Region pointing data:

------------------------------

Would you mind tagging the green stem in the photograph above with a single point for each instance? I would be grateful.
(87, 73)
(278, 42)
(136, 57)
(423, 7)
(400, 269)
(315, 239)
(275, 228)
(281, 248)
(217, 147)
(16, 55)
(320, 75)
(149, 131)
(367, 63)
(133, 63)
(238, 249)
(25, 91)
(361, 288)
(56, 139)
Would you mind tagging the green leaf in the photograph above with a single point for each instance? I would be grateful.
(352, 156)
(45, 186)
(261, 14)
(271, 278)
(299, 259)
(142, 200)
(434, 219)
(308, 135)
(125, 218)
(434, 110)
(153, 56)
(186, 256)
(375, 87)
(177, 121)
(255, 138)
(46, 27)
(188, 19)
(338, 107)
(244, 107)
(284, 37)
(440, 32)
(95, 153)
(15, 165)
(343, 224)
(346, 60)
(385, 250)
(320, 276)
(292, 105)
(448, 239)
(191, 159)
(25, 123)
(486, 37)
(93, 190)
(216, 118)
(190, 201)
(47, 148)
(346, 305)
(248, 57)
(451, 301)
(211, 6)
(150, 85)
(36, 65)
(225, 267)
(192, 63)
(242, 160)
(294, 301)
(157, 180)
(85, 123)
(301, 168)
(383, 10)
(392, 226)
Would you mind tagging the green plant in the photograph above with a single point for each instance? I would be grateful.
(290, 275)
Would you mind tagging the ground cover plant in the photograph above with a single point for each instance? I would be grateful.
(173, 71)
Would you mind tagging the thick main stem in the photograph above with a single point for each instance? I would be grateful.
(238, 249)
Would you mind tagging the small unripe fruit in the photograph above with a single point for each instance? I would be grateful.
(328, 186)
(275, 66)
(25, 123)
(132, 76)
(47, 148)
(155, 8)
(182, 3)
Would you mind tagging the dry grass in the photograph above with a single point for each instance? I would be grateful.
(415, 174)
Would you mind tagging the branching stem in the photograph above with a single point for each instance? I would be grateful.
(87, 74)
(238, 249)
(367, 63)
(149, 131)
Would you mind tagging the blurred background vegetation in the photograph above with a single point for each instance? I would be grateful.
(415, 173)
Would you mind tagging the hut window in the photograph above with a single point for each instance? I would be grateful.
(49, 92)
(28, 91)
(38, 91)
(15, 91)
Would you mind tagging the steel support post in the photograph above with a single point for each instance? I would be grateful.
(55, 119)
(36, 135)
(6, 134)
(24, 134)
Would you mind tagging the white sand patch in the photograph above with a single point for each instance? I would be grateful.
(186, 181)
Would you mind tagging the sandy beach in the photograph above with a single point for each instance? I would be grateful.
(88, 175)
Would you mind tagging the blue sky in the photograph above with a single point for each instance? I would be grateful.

------------------------------

# WORK ORDER
Reproduce every record, making sure each one stays exactly the same.

# ANSWER TO THE EXERCISE
Would you mind tagging the green stem in the photograph above with a single point for each instance? I would be grateful.
(87, 73)
(278, 42)
(136, 57)
(423, 7)
(400, 269)
(315, 239)
(275, 228)
(281, 248)
(217, 147)
(16, 55)
(320, 75)
(149, 131)
(367, 63)
(133, 63)
(238, 249)
(25, 91)
(361, 288)
(56, 139)
Would you mind tagging the green leaf in the photograph above with a single point for each instance? I would be grateful.
(352, 156)
(45, 186)
(261, 14)
(271, 278)
(299, 259)
(142, 200)
(434, 219)
(308, 135)
(125, 218)
(434, 110)
(153, 56)
(186, 256)
(375, 87)
(177, 121)
(255, 138)
(46, 27)
(188, 19)
(338, 107)
(244, 107)
(284, 37)
(440, 32)
(95, 153)
(15, 165)
(343, 224)
(346, 60)
(385, 250)
(320, 276)
(292, 105)
(448, 239)
(191, 159)
(25, 123)
(486, 37)
(93, 190)
(216, 118)
(190, 201)
(47, 148)
(346, 305)
(248, 57)
(451, 301)
(211, 6)
(150, 85)
(36, 65)
(225, 267)
(192, 63)
(242, 160)
(294, 301)
(157, 180)
(85, 123)
(301, 168)
(383, 10)
(392, 226)
Would you mind tagging the green plant in the photograph above with a single point for each instance? I would be grateful.
(290, 275)
Would you mind tagging the ground cover plant in the photograph above with a single point for each instance? I would be grateful.
(173, 71)
Would you mind tagging the thick main stem in the photograph above with a single point for each instance? I would be grateful.
(238, 249)
Would you mind tagging the small unripe fruit in the photograph above with a single point for each instance? I would be grateful.
(328, 186)
(275, 66)
(25, 123)
(132, 76)
(47, 148)
(155, 8)
(182, 3)
Would you mind tagging the dry grass in the photograph above with a single point for each instance? I would be grateful.
(415, 174)
Would you mind tagging the branching stem in the photograph above with a single point for each instance? I would be grateful.
(87, 74)
(238, 249)
(367, 63)
(149, 131)
Would you mind tagging the blurred background vegetation in the photograph above with a single point for each instance? I would be grateful.
(415, 173)
Would you mind tagging the hut window in the photograph above with a single point for each instance? I would be grateful.
(49, 92)
(28, 91)
(38, 91)
(15, 91)
Would you mind tagging the steel support post in the photograph above with a single point for each instance? I would be grateful.
(55, 119)
(36, 135)
(6, 134)
(24, 134)
Would you mind tagging the white sand patch in the photograph above with a single point for each instance? I would be grateful.
(186, 181)
Would you mind tagging the sandy beach in the photograph above with a single point for each instance? I would be grateful.
(88, 175)
Would you mind tagging the blue sky in the photograph above with a single point for each instance? I would be grateful.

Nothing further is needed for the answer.